§ **DOCUMENT EXTRACT**:
Margaret Thatcher’s neo-liberalism prompted riots across the country from April to July 1981. By January 1982 UK unemployment reached 3,000,000 for the first time since the 1930s and Liverpool was losing about 12,000 people a year as they left searching for work.
The play
conjures up the desperation of the times through the experience of six
workers unable to get permanent work. Taking a chance with an 'off the
books' stint on a building site they hope that the 'sniffers' of the
Department of Employment don’t catch them.
Snowy (George
Caple), referred to by other workers as Karl Marx, takes pride in
plastering and speaks enthusiastically of the 1960s as a time of
political success.
He carries a length of rope to hang out of the window in case he has to make a quick escape. The first moments of the play give us an idea of how that will work out.
His father George (Philip Whitchurch) has become the wise older unofficial community advisor regularly visited by others needing help. He recalls a time when Liverpool boomed with shipping.
All are facing some kind of home difficulties including Chrissie (Nathan McMullen), described by other workers as 'too nice'. We see something of the way anxieties about employment affect his relationship with his wife Angie (Lauren O'Neil).

§ **RECORD SET**:
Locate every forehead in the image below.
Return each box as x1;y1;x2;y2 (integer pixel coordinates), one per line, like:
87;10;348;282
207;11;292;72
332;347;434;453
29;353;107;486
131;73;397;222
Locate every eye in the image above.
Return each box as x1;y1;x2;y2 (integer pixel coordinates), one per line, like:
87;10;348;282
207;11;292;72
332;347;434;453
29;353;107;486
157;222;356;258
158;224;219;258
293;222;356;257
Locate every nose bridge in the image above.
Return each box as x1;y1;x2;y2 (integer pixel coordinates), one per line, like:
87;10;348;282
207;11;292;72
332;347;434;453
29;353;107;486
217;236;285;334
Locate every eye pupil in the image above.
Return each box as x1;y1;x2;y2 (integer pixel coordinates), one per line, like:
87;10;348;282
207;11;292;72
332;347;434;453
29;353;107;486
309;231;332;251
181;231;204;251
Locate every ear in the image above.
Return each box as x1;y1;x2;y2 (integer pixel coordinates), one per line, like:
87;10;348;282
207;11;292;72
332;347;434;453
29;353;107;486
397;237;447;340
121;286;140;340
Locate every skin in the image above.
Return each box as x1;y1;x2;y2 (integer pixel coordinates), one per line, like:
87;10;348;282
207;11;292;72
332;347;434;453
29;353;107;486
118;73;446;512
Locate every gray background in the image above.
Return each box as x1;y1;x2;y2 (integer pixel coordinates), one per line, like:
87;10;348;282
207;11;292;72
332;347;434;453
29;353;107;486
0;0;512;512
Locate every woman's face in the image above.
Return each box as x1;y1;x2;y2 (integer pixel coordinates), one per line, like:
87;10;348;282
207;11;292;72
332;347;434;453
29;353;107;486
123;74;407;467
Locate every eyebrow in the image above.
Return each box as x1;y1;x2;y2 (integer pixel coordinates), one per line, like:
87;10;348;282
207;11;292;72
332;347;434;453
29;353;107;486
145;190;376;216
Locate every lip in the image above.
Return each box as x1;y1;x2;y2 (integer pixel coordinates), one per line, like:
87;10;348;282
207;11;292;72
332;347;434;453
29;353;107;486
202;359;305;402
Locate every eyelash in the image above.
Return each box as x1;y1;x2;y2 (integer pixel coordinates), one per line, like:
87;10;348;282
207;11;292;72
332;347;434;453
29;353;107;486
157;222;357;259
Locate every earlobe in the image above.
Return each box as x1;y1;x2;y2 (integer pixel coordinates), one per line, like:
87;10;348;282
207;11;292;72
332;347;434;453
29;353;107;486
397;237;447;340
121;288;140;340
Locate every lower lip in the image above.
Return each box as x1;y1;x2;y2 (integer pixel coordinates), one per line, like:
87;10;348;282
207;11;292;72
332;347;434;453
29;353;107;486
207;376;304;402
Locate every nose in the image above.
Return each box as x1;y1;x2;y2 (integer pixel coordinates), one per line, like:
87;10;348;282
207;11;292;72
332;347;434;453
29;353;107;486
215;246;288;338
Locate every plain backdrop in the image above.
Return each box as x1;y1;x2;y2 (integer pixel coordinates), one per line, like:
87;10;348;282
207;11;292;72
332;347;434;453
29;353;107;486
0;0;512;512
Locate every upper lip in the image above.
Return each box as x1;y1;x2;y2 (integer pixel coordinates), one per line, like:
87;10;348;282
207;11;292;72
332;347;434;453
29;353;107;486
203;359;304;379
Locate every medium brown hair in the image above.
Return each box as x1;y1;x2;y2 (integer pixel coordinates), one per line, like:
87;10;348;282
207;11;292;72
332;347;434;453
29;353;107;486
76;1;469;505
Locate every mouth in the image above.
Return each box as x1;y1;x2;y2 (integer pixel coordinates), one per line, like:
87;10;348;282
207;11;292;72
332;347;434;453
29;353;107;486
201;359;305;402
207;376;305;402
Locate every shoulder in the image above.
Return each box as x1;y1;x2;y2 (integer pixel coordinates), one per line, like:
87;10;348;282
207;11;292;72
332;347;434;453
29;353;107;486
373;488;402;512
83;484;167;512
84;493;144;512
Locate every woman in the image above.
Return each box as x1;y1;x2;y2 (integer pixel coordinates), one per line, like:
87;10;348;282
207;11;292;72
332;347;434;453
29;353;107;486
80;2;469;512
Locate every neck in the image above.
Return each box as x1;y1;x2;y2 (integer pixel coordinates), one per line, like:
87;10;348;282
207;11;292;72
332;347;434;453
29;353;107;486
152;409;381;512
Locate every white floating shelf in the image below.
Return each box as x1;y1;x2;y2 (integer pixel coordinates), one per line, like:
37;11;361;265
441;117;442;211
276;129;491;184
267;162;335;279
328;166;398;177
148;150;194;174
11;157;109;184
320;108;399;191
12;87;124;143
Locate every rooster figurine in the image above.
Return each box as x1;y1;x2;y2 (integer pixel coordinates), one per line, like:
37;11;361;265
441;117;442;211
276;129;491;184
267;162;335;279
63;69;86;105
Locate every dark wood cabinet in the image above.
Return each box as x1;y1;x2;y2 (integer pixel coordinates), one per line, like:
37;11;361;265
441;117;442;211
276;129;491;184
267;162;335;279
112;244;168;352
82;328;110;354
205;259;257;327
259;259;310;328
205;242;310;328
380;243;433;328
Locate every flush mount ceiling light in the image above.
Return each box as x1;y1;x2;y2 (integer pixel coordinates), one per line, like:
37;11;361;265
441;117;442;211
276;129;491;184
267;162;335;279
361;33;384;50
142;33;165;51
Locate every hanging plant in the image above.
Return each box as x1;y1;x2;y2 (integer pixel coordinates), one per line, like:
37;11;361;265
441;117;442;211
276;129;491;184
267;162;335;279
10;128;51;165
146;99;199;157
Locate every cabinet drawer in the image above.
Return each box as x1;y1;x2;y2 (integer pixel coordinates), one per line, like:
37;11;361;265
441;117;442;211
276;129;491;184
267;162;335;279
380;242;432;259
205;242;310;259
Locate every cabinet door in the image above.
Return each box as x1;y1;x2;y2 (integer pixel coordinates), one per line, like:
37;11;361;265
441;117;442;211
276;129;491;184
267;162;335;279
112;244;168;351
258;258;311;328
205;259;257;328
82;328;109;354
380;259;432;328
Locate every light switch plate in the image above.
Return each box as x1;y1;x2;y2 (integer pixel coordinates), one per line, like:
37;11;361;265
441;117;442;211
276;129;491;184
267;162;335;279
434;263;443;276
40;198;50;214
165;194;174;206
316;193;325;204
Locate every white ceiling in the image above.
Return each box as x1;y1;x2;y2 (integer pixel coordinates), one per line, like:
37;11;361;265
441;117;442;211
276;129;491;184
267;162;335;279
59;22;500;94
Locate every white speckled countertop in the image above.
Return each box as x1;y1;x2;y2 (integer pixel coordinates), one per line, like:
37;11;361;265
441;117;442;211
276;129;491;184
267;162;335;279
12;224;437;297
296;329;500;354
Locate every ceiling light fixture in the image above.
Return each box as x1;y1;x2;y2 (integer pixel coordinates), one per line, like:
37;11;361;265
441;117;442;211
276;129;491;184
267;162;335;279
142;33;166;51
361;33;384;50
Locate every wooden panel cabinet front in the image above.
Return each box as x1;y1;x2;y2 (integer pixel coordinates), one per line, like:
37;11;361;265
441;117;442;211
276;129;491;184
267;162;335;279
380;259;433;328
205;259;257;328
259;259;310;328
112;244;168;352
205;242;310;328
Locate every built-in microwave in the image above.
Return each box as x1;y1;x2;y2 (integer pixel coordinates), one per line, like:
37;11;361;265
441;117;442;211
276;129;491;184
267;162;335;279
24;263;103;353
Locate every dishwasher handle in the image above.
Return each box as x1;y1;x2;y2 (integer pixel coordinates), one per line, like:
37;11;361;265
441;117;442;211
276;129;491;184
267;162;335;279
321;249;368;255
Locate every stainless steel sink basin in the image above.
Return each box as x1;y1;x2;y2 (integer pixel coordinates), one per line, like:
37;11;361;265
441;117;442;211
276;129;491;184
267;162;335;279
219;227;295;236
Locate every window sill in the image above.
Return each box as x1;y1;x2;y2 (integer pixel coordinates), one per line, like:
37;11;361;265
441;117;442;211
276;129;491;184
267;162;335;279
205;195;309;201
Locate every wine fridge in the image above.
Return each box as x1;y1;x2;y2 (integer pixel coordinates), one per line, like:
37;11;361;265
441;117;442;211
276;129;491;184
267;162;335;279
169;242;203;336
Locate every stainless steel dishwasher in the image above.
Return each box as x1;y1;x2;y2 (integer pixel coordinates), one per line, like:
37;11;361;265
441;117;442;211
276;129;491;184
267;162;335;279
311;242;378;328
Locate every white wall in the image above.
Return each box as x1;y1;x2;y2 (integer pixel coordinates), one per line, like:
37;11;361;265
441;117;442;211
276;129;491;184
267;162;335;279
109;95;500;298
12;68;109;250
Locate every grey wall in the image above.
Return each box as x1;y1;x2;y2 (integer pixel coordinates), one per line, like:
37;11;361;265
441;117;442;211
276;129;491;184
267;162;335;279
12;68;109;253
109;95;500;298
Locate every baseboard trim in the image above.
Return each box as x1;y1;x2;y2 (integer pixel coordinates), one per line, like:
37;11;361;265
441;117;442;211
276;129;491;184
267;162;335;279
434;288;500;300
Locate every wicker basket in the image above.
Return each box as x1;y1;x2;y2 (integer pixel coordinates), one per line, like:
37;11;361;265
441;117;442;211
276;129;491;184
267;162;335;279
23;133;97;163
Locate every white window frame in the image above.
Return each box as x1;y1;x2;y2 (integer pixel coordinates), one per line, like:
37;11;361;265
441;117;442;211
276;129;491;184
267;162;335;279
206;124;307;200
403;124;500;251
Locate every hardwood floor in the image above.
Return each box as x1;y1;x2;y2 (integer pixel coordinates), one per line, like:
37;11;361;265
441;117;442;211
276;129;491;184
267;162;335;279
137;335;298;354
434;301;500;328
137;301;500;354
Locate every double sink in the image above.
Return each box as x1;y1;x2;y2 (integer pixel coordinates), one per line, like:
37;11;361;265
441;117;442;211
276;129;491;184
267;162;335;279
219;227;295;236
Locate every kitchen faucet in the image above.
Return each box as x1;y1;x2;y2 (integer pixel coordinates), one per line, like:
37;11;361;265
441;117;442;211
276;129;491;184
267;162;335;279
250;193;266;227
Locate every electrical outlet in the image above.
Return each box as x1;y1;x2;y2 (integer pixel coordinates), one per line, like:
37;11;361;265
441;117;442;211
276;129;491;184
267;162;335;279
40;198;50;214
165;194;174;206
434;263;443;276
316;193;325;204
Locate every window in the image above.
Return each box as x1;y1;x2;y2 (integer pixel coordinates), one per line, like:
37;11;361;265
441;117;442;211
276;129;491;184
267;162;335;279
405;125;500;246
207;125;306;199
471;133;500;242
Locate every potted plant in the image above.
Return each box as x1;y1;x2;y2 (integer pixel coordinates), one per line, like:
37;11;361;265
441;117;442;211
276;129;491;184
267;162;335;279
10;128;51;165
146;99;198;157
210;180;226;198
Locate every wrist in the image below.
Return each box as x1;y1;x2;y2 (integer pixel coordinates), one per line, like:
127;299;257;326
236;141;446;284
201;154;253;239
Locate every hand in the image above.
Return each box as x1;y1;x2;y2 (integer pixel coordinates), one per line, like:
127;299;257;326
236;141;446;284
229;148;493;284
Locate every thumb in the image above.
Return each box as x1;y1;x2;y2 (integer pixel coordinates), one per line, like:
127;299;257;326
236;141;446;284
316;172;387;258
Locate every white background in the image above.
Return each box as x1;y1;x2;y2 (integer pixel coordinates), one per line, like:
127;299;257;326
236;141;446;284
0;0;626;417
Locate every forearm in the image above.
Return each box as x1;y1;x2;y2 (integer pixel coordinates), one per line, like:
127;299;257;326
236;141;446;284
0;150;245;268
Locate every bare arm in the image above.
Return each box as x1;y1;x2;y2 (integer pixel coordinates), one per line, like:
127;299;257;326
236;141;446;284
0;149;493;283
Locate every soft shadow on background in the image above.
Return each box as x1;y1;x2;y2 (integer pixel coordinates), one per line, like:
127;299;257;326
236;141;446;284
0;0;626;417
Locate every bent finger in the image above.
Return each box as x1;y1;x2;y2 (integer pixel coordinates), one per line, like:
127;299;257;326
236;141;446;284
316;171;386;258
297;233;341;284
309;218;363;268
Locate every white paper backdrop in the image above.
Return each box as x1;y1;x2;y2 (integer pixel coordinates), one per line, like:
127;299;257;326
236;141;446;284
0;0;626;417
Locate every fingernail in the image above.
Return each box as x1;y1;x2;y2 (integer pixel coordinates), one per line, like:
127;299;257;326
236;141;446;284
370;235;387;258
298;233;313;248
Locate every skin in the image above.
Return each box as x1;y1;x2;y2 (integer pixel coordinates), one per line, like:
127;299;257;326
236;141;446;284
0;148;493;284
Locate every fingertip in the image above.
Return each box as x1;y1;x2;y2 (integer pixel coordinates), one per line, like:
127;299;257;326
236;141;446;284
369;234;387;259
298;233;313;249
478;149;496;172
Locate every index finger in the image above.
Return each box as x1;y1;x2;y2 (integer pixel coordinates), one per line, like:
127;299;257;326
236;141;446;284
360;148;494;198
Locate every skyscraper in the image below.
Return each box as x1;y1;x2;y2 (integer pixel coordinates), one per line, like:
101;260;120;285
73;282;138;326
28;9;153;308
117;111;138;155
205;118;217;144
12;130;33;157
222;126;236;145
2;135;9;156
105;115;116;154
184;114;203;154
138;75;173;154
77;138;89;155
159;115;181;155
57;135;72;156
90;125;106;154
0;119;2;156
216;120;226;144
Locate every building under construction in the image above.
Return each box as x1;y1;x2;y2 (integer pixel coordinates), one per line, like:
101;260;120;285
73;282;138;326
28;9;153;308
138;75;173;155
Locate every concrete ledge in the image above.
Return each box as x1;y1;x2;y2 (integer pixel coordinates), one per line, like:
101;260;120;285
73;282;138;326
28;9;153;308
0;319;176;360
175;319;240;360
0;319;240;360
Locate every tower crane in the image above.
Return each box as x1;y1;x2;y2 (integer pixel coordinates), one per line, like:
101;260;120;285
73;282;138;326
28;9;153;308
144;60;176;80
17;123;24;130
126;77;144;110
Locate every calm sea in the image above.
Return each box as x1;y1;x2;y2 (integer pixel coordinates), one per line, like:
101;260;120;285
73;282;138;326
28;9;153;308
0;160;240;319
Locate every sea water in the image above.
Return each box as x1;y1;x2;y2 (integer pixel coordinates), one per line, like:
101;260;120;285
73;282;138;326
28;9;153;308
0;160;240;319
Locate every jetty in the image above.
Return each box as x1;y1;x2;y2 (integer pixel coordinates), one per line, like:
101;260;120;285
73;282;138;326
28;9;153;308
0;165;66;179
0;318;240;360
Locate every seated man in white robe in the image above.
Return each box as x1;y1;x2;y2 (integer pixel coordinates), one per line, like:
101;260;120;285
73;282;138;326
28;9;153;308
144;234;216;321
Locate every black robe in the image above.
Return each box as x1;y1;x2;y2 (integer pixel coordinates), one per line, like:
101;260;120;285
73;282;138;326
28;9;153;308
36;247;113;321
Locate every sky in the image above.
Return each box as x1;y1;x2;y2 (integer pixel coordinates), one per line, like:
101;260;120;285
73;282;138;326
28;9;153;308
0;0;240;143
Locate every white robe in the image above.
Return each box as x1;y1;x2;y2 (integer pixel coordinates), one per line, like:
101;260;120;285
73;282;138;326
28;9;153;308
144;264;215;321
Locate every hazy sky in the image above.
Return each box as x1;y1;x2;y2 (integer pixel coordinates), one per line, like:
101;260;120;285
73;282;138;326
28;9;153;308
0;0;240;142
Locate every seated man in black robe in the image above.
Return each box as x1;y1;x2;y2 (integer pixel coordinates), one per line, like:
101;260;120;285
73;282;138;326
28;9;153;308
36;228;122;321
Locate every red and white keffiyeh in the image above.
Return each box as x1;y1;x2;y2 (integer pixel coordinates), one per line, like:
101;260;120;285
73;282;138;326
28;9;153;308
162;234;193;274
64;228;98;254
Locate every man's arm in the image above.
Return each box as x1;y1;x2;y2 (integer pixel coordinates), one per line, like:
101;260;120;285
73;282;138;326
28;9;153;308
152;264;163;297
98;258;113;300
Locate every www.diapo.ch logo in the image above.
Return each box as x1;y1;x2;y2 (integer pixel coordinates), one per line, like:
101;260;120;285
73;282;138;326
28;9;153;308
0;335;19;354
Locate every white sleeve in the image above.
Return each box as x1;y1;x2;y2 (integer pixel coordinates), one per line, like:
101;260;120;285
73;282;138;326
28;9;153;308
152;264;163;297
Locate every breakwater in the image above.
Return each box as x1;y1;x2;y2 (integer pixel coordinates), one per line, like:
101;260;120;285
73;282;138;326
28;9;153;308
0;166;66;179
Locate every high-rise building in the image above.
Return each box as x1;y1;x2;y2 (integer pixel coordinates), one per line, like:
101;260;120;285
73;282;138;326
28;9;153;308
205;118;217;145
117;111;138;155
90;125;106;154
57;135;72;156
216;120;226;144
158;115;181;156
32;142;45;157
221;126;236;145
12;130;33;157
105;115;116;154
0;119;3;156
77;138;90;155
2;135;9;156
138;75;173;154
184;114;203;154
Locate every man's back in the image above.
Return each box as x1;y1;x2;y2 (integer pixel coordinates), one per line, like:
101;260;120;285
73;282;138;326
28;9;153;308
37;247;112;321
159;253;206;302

§ **WHAT THE EXERCISE ASKS**: Extend the play review about out-of-work Liverpool builders in the early 1980s, starting after its last sentence.

§ **REPLY TO THE TASK**:
The grim atmosphere is lightened by light banter and the increasingly desperate appearances of Yosser Hughes (Barry Sloane), which generate ambivalent audience laughter as he badgers anyone he sees working with the words 'Gizza job. I could do that. Go on, gizzit'.
The show gives us a believable glimpse of a community in trouble struggling to maintain hope. There is no time to empathise with any particular character though we come away with a vivid memory of Yosser’s desperation, from his manic requests for any job he comes across to his explosive fight with brutal police officers who come to turf him out of his house.
Faithful to a television series that accurately took the pulse of a city at the sharp end of government cruelty, this compassionate entertaining play well deserves a tour that includes a short run at the National before its transfer to London’s Garrick Theatre.